### Work required
Please reproduce the article below on synchronous and asynchronous I/O models word for word, from start to finish.

### Excerpt provided
-- begin --
6/04/2009

Inside Scalable I/O Model - In Sync & Async Way

  The so called "I/O Model" describes how you write code to accomplish I/O tasks, such as connecting to a server, writing data to disk, receiving data from network etc. Programmatically accomplishing I/O tasks is far more complicated than just calling a single related OS API, for example WriteFile() or ReadFile().

  In this article, I try to summarize and explain all the options you have when programming I/O tasks.

I. What's Sync & Async I/O

  The concepts - "Asynchronous and Synchronous" come from the telecommunication domain. They mainly deal with timing - "Sync communication needs an external clock signal to coordinate the rhythm of sending/receiving sides, while in Async model, any timing required to recover data from the communication symbol is encoded within the symbols."[1]

  Sync/Async are introduced into computer science for a different meaning: "Async operations are those occurring independently of the issuing program flow, while in Sync model, requesting program flow must wait for the operations to acknowledge completion."[1]

  Particularly, "Asynchronous I/O is a form of I/O processing that permits other processing to continue before the transmission has finished"[2]; in Synchrounous I/O, the operation sender "must wait until the hardware has completed the physical I/O, so that it can be informed of the success or failure of the operation"[5].

  MSDN also has a great article about the Sync/Async concepts - Synchronous and Asynchronous I/O.

  NOTE: in the following sections, we use Async/Non-Blocking, Sync/Blocking alternatively and don't distinguish them. This convention is conformed to wikipedia and MSDN, but some popular textbooks(such as APUE ) differentiate these terms explicitly.

II. Why Invent Two I/O Models?

  The Sync I/O model is simple to understand and straightforward to use, but you should wait while the I/O is performing, thus the ultimate performance is limited.
-- end --
### Provided material
-- begin --
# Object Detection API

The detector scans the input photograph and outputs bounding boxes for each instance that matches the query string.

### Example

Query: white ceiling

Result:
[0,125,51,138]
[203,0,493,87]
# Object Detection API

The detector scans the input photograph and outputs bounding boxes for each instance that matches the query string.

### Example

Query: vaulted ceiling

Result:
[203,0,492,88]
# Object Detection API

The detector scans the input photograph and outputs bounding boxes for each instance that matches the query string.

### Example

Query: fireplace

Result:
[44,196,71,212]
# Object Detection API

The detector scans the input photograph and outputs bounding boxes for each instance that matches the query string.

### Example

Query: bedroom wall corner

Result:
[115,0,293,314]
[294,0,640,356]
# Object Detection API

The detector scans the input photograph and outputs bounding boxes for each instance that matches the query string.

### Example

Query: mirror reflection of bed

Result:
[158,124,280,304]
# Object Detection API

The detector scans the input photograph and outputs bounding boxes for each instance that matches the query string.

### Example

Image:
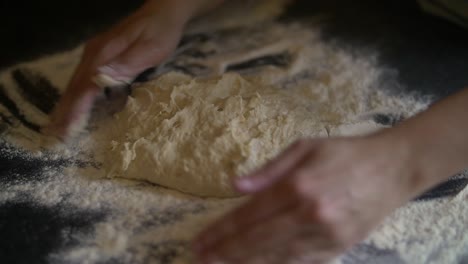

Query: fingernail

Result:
-- end --
### In response
6/04/2009

Inside Scalable I/O Model - In Sync & Async Way

  The so called "I/O Model" describes how you write code to accomplish I/O tasks, such as connecting to a server, writing data to disk, receiving data from network etc. Programmatically accomplishing I/O tasks is far more complicated than just calling a single related OS API, for example WriteFile() or ReadFile().

  In this article, I try to summarize and explain all the options you have when programming I/O tasks.

I. What's Sync & Async I/O

  The concepts - "Asynchronous and Synchronous" come from the telecommunication domain. They mainly deal with timing - "Sync communication needs an external clock signal to coordinate the rhythm of sending/receiving sides, while in Async model, any timing required to recover data from the communication symbol is encoded within the symbols."[1]

  Sync/Async are introduced into computer science for a different meaning: "Async operations are those occurring independently of the issuing program flow, while in Sync model, requesting program flow must wait for the operations to acknowledge completion."[1]

  Particularly, "Asynchronous I/O is a form of I/O processing that permits other processing to continue before the transmission has finished"[2]; in Synchrounous I/O, the operation sender "must wait until the hardware has completed the physical I/O, so that it can be informed of the success or failure of the operation"[5].

  MSDN also has a great article about the Sync/Async concepts - Synchronous and Asynchronous I/O.

  NOTE: in the following sections, we use Async/Non-Blocking, Sync/Blocking alternatively and don't distinguish them. This convention is conformed to wikipedia and MSDN, but some popular textbooks(such as APUE ) differentiate these terms explicitly.

II. Why Invent Two I/O Models?

  The Sync I/O model is simple to understand and straightforward to use, but you should wait while the I/O is performing, thus the ultimate performance is limited.